START EXCERPT TO READ

Less than a week later, rival United Airlines launched its MileagePlus program; other airlines followed in the ensuing months and years. The rapid appearance of competition changed the nature of the program, and as airlines began to compete on the features of their frequent flyer programs, AAdvantage liberalized its rules, established partnerships with hotel and rental car agencies, and offered promotions such as extra free beverages. In 1982 AAdvantage also became the first program to cooperate with an international carrier; members could accrue and redeem miles on British Airways flights to Europe.

In 1988, major airlines, including American, offered triple miles. This led to increases in the number of miles needed for awards. During this time, miles, which originally had no expiration, began to have an expiration of three years, later reduced to 18 months, where an account would be closed if there was no activity during this time.

In 2005 American Airlines joined other major U.S. carriers in introducing an online shopping portal allowing shoppers to earn AAdvantage miles when shopping online.

In 2016, AAdvantage began crediting miles based on the amount of the airfare, not the distance traveled. This change was accompanied by increases in miles needed for an award.

In 2022, American Airlines simplified the method of keeping track of earning miles for AAdvantage status. It was formerly required to keep track of three metrics: EQM (Elite Qualifying Miles), EQS (Elite Qualifying Segments), and EQD (Elite Qualifying Dollars). The update replaced the three metrics with a single metric: Loyalty Points. Besides flying, members can use their AAdvantage credit card for purchases.

Starting April 1, 2025, Fiji Airways fully adapts the AAdvantage program as it becomes the 14th full member of the oneworld alliance.

== Membership tiers ==

There are five membership tiers in AAdvantage: standard, Gold, Platinum, Platinum Pro and Executive Platinum.

END EXCERPT TO READ
START DATA ENTRIES

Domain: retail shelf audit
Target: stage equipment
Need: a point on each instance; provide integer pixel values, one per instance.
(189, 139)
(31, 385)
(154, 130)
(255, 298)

END DATA ENTRIES

● PROBLEM SET
1. In the AAdvantage excerpt, what single metric replaced EQM, EQS, and EQD in 2022?
2. Duplicate the entire listing line for line, with no changes.
The AAdvantage excerpt and the listing are unrelated material.

● RESULTS FOR THE EXERCISE
1. Loyalty Points.

2.
Domain: retail shelf audit
Target: stage equipment
Need: a point on each instance; provide integer pixel values, one per instance.
(189, 139)
(31, 385)
(154, 130)
(255, 298)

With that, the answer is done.